Begin Exercise material

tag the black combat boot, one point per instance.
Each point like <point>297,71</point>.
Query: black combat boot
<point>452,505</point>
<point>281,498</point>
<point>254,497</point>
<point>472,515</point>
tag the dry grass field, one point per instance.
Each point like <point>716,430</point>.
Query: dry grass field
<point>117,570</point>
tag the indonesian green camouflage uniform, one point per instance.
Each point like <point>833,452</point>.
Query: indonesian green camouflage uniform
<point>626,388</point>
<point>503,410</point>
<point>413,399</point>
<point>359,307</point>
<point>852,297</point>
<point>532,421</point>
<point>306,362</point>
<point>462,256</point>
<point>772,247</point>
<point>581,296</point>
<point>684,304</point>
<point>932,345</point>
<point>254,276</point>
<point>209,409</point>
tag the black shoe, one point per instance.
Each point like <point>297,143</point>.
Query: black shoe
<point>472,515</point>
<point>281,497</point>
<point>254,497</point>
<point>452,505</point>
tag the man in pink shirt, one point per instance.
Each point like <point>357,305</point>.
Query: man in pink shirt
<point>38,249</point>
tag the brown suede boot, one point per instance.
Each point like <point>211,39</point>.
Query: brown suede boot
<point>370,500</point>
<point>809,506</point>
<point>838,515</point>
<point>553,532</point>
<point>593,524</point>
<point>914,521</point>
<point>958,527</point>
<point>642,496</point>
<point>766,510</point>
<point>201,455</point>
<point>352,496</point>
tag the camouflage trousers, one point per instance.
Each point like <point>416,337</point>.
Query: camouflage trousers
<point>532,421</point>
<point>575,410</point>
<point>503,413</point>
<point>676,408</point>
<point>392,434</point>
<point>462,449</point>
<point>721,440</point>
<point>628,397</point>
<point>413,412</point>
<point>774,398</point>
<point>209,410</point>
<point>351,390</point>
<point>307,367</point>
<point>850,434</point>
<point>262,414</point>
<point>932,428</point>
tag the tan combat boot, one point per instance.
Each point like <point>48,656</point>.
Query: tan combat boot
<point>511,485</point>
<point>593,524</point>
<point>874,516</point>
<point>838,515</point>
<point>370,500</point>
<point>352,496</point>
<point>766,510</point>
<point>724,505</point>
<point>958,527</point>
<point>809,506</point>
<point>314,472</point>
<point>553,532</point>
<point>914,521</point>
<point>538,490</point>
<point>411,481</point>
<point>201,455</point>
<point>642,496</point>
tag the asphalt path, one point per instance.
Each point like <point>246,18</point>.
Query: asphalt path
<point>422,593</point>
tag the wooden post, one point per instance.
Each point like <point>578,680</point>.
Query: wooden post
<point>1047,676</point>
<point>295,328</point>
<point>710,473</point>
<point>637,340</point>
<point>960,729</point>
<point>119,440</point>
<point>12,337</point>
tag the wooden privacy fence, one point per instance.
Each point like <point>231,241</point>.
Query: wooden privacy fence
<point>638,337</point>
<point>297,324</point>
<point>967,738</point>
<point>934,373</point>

End Exercise material

• Requirement: Your task is to retype all the records above with nothing left out.

• Output:
tag the black combat boot, one point per instance.
Each point like <point>297,71</point>.
Query: black combat boot
<point>452,505</point>
<point>281,498</point>
<point>254,497</point>
<point>472,515</point>
tag the dry grass field, one point per instance.
Each point like <point>716,430</point>.
Query: dry grass field
<point>117,570</point>
tag the indonesian green camouflage uniform, one point per instance.
Each point like <point>833,452</point>.
Query: indonesian green camouflage uniform
<point>626,388</point>
<point>503,410</point>
<point>413,399</point>
<point>359,307</point>
<point>852,297</point>
<point>532,421</point>
<point>306,362</point>
<point>462,256</point>
<point>772,247</point>
<point>581,296</point>
<point>684,304</point>
<point>932,345</point>
<point>254,276</point>
<point>209,409</point>
tag the black shoe, one point per instance.
Each point like <point>297,143</point>.
Query: black shoe
<point>472,515</point>
<point>281,497</point>
<point>254,497</point>
<point>452,505</point>
tag the man in pink shirt, one point per instance.
Each point like <point>357,305</point>.
Query: man in pink shirt
<point>38,249</point>
tag the brown suede boot, one point per instance.
Each point like <point>211,39</point>.
Query: brown suede boot
<point>370,500</point>
<point>809,506</point>
<point>838,515</point>
<point>553,532</point>
<point>593,524</point>
<point>914,521</point>
<point>958,527</point>
<point>642,496</point>
<point>766,510</point>
<point>201,455</point>
<point>352,496</point>
tag the camouflage trousers, one point per instance.
Each point like <point>416,337</point>.
Query: camouflage trousers
<point>532,421</point>
<point>575,410</point>
<point>503,413</point>
<point>676,408</point>
<point>392,434</point>
<point>462,449</point>
<point>721,440</point>
<point>628,397</point>
<point>413,412</point>
<point>774,398</point>
<point>209,410</point>
<point>351,390</point>
<point>307,367</point>
<point>850,434</point>
<point>262,414</point>
<point>932,428</point>
tag the tan combat boot, one point per instance.
Each point like <point>48,656</point>.
Query: tan combat boot
<point>511,485</point>
<point>593,524</point>
<point>874,516</point>
<point>838,515</point>
<point>370,500</point>
<point>352,496</point>
<point>766,510</point>
<point>724,505</point>
<point>958,527</point>
<point>809,506</point>
<point>314,472</point>
<point>553,532</point>
<point>914,521</point>
<point>538,490</point>
<point>411,481</point>
<point>201,455</point>
<point>642,496</point>
tag the asphalt path, one point per instance.
Each point like <point>246,18</point>.
Query: asphalt path
<point>422,593</point>
tag the wooden post, one point per instance.
Each point like <point>578,680</point>.
Query: wooden post
<point>1047,676</point>
<point>295,328</point>
<point>710,473</point>
<point>637,340</point>
<point>960,729</point>
<point>119,440</point>
<point>12,337</point>
tag the wooden privacy fence, one point per instance.
Each point like <point>231,241</point>.
Query: wooden privacy fence
<point>638,337</point>
<point>297,324</point>
<point>967,738</point>
<point>934,373</point>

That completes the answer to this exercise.